• **INSTRUCTIONS TO FOLLOW**: Among the entries below, count the lines with "tree" in them and state the total without comment.

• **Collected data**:
==============================
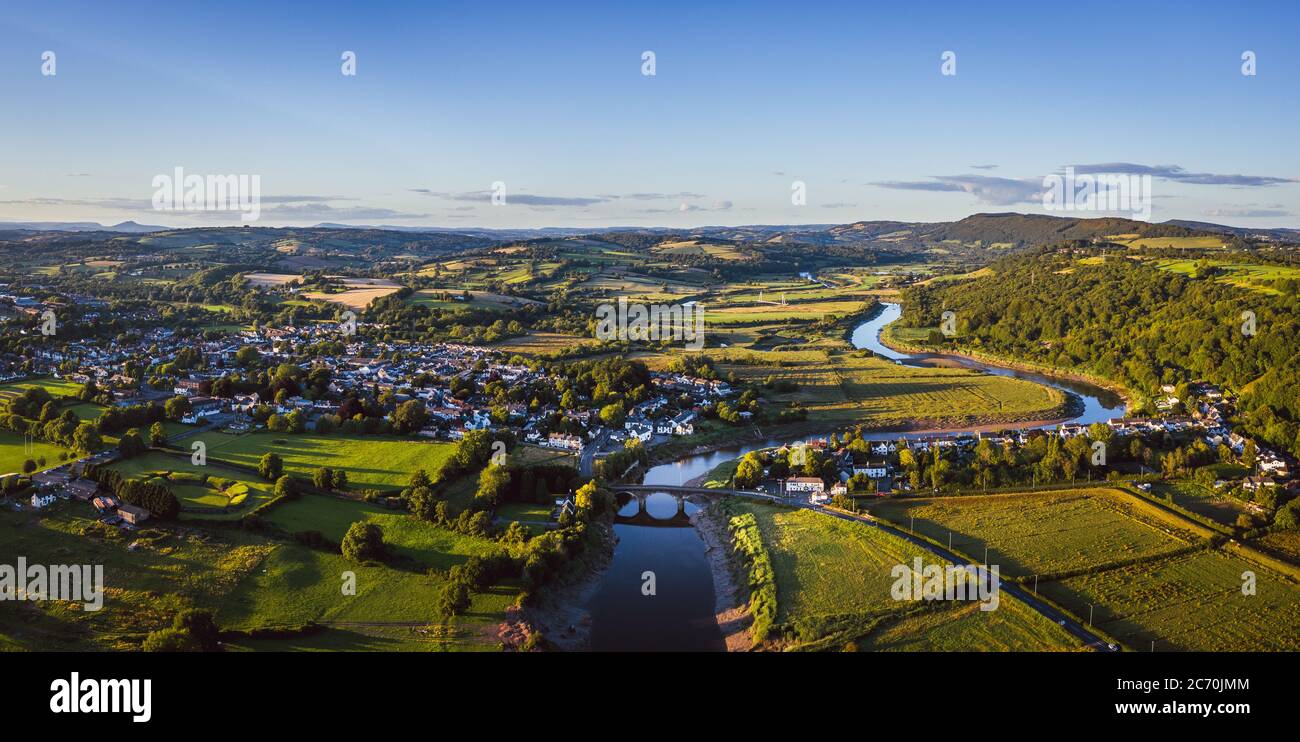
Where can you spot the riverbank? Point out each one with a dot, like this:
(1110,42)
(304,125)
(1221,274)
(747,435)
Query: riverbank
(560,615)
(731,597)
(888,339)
==============================
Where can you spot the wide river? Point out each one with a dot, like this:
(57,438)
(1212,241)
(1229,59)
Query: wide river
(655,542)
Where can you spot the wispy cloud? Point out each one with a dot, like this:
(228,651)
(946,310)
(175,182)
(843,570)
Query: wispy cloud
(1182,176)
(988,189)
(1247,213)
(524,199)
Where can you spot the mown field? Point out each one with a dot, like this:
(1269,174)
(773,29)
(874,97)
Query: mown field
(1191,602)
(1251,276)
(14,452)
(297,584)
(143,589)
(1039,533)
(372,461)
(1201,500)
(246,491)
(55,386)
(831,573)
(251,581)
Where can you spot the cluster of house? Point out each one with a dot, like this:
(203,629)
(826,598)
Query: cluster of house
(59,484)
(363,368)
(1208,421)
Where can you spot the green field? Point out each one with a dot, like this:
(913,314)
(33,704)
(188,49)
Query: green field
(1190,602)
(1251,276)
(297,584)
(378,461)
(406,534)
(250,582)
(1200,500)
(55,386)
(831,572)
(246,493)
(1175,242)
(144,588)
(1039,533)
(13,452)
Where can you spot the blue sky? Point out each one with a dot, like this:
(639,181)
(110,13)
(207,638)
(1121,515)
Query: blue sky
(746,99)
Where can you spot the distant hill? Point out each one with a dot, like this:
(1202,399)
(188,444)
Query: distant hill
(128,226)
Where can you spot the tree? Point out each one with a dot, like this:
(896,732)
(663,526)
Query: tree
==============================
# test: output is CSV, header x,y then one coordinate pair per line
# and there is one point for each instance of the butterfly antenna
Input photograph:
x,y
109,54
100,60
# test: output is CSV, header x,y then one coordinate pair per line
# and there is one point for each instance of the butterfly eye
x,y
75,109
==============================
• **PROBLEM SOLUTION**: 2